------ Text provided ------

It doesn’t constrain it. It generates inefficient code, that looks up the value at runtime. Something like turning f(di) = sin(di[:a][1]) called with a Dict{Symbol, Vector} into f(di) = if di[:a][1] isa Int; sin_of_int(di[:a][1]); elseif di[:a][1] isa Float64; sin_of_Float64(di[:a][1]) else ...
*reality is more complicated than that, but that’s the gist. It’s way, way less efficient code than if the Vector is concrete.
I do not work with the compiler in any capacity, but I can at least answer some of the questions you clarified and help you peek into the LLVM a bit. It’s still not very clear to me what you know or don’t know, so you’ll have to start overlooking any unexpected redundancies.
The simple answer is it does not constrain Dict{Symbol, Vector} any more because it is a concrete type with instances. That is also a red herring because you’re concerned about the abstract type parameterVector and all the Any showing up in type inference.
Type inference is what the compiler can figure out in advance of any calls on any instances. Let’s take a simpler example Some, the simplest non-empty parametric struct possible. It’s definition is just struct Some{T} value::T end, and the API for accessing its value field is the function something. Some{Any} is a particular concrete type whose field can hold any instance: 2, 3im, "four", Vector[[5], []], you name it. Given that type, it’s clear that something can also return any instance, therefore the call signature something(::Some{Any}) can only have an inferred return type of Any. In more steps, that’s also why you see so many Any. If you index Dict{Symbol, Vector}, you get one of an infinite number of concrete subtypes of the abstract Vector, and indexing any of those subtypes can result in any instance.
Okay, the compiler can’t narrow down to concrete types sometimes, that’s understandable. But how does that make things slow? People have been trying to answer this, but maybe it’ll help if we look right at the code. First we look at something fast:
julia> plus1(x::Some) = something(x)+1
plus1 (generic function with 1 method)
julia> @code_llvm plus1(Some{Int}(2))
; Function Signature: plus1(Base.Some{Int64})
; @ REPL[1]:1 within `plus1`
; Function Attrs: uwtable
define i64 @julia_plus1_963(ptr nocapture noundef nonnull readonly align 8 dereferenceable(8) %"x::Some") #0 {
top:
; ┌ @ int.jl:87 within `+`
%"x::Some.value_ptr.unbox" = load i64, ptr %"x::Some", align 8
%0 = add i64 %"x::Some.value_ptr.unbox", 1
ret i64 %0
; └
}
Despite your (and my own) inexperience with LLVM, you can probably see that there are only 2 instructions before returning: load i64 from the Some{Int} and add i64 to 1. The compiler figured out all the types and methods from the concrete inputs, and we were rewarded with efficient code for a +(::Int64, ::Int64) call. Now let’s use Some{Any} for slow code:
Oof that is much more of an eyesore, and I chose Some specifically to simplify it as much as possible. Let’s break it down:
stack-allocates a “callframe” with a couple pointers (ptr)

------ Material supplied ------

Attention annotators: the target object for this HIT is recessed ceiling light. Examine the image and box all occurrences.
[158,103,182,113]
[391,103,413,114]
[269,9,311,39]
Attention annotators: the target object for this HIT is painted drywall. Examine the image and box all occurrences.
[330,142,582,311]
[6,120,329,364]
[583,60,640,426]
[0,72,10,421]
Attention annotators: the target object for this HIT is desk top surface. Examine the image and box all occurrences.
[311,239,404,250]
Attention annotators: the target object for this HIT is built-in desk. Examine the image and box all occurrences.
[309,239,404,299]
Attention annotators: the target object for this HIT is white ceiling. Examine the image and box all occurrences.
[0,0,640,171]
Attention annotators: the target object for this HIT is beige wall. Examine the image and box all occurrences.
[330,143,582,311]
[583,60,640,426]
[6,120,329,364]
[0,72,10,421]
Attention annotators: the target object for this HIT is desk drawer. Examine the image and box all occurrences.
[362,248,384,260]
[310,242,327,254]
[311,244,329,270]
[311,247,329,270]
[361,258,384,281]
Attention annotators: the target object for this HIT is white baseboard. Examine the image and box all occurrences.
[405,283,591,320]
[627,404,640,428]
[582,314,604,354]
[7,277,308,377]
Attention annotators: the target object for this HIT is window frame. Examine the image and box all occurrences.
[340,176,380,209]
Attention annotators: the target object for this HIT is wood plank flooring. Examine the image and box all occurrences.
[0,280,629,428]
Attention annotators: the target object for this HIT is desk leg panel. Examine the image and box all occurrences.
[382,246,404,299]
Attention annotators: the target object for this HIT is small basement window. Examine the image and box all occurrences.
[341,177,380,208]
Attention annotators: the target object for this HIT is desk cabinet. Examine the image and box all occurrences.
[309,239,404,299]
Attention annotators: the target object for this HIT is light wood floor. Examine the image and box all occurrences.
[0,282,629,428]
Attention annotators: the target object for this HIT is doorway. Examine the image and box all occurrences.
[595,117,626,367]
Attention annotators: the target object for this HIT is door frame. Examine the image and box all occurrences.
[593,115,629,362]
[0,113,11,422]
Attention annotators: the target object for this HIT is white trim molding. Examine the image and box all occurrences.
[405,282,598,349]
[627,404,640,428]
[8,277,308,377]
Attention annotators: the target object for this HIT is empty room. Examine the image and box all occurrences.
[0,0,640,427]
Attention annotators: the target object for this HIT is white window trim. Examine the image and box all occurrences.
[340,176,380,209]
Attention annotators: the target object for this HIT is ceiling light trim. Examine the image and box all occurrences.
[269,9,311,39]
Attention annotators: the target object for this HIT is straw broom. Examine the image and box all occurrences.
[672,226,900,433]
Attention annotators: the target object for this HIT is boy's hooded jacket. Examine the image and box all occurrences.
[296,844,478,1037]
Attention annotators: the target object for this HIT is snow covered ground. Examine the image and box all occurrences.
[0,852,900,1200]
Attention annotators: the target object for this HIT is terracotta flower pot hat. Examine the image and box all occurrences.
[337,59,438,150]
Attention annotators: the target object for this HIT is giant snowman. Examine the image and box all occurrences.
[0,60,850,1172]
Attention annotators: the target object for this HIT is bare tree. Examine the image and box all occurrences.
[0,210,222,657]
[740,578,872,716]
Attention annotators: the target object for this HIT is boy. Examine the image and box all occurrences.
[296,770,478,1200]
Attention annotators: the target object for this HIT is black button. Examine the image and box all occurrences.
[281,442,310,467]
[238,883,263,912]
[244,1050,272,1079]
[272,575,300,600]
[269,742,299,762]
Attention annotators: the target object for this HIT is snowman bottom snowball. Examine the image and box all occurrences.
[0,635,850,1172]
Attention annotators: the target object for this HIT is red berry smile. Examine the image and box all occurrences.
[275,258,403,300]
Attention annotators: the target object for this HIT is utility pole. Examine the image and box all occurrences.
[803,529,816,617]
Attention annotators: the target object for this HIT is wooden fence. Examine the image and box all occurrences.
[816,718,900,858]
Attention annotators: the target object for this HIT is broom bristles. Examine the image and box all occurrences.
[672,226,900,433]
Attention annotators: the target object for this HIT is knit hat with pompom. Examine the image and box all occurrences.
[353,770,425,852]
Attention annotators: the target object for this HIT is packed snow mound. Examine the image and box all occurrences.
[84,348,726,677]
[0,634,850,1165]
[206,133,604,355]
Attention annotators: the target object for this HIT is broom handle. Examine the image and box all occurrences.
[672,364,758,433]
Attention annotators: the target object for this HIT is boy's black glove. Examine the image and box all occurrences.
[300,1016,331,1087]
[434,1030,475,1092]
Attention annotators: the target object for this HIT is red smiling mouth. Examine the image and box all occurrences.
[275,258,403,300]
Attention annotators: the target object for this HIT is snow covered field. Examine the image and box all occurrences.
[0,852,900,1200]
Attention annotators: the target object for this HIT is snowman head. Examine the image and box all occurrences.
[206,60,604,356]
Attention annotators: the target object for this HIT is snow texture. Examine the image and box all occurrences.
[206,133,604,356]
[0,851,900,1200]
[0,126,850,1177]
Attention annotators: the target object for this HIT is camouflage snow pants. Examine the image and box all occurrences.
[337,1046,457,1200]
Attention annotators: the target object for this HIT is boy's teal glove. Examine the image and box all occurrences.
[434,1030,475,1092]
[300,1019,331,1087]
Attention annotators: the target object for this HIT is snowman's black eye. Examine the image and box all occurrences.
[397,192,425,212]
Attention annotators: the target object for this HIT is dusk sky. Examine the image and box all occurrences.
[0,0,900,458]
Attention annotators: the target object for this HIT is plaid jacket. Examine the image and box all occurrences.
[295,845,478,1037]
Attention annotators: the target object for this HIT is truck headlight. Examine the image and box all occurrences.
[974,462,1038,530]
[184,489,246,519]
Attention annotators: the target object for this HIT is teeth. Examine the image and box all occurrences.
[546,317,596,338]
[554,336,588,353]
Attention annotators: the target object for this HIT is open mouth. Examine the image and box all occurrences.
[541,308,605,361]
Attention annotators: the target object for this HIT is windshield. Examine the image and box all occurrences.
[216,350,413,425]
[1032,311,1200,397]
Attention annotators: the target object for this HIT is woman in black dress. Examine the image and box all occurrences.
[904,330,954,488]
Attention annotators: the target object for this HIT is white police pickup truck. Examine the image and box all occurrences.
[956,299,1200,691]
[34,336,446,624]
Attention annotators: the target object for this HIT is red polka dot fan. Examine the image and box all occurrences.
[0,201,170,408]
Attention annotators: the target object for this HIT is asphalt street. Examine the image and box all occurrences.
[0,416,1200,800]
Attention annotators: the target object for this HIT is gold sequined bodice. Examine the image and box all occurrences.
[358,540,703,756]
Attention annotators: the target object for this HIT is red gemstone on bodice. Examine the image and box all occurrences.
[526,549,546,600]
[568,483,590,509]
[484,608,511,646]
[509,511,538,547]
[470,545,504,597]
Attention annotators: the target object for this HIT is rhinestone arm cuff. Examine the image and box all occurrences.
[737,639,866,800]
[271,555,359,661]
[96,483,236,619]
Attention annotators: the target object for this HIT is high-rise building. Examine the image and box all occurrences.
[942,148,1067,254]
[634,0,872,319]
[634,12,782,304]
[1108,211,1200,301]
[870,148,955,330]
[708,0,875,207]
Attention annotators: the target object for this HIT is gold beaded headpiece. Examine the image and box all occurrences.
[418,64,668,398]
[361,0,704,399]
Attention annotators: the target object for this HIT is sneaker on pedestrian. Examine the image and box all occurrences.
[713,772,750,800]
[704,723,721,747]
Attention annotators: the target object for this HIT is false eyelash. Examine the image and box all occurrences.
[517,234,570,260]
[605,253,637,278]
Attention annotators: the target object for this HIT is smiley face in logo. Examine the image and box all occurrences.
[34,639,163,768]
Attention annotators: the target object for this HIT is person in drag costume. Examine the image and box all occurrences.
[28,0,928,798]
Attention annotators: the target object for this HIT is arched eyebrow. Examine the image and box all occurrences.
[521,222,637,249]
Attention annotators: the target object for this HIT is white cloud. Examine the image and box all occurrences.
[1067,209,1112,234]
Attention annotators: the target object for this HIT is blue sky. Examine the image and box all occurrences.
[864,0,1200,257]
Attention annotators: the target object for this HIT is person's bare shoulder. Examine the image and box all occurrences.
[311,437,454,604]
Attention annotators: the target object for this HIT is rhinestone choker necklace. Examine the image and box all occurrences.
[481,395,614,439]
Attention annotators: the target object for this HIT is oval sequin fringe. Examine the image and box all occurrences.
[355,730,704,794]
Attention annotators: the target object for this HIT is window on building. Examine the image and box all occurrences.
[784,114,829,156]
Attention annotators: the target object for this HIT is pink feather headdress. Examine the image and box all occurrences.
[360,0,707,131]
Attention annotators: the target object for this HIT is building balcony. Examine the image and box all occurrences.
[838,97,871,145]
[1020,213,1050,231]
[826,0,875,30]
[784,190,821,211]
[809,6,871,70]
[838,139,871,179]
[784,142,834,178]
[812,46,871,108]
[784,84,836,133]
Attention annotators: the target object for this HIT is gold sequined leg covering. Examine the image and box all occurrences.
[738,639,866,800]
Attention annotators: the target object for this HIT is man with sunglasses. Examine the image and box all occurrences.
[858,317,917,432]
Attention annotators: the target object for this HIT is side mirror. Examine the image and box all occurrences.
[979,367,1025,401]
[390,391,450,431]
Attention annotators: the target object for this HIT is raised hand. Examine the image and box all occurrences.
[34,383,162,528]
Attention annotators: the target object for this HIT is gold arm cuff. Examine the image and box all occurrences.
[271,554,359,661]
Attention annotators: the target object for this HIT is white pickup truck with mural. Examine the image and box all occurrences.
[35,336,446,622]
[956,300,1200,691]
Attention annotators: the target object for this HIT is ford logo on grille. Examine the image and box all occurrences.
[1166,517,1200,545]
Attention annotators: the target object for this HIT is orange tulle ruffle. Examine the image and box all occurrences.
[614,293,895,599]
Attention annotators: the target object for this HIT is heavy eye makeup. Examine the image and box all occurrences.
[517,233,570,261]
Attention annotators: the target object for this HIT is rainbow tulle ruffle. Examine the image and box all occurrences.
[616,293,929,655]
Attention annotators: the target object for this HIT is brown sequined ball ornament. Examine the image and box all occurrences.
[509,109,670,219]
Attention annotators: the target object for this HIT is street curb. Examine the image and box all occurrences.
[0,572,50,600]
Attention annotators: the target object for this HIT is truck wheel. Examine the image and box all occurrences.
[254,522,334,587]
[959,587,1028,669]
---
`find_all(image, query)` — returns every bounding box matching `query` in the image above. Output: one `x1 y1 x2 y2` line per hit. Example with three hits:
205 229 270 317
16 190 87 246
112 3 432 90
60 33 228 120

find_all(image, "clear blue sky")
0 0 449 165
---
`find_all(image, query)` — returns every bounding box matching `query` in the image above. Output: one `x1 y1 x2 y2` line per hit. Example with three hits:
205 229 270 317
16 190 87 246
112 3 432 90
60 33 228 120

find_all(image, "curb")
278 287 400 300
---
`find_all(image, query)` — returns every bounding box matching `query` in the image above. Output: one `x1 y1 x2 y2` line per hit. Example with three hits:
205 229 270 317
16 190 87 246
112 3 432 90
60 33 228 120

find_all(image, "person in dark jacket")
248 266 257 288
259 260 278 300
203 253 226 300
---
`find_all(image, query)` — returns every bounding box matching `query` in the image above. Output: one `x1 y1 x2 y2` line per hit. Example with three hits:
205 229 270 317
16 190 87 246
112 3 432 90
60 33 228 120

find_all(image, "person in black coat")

------

> [Directions for this task]:
Reproduce the passage of the Julia type inference thread that runs from "Type inference is" up to and including "in any instance.".

> [Reply]:
Type inference is what the compiler can figure out in advance of any calls on any instances. Let’s take a simpler example Some, the simplest non-empty parametric struct possible. It’s definition is just struct Some{T} value::T end, and the API for accessing its value field is the function something. Some{Any} is a particular concrete type whose field can hold any instance: 2, 3im, "four", Vector[[5], []], you name it. Given that type, it’s clear that something can also return any instance, therefore the call signature something(::Some{Any}) can only have an inferred return type of Any. In more steps, that’s also why you see so many Any. If you index Dict{Symbol, Vector}, you get one of an infinite number of concrete subtypes of the abstract Vector, and indexing any of those subtypes can result in any instance.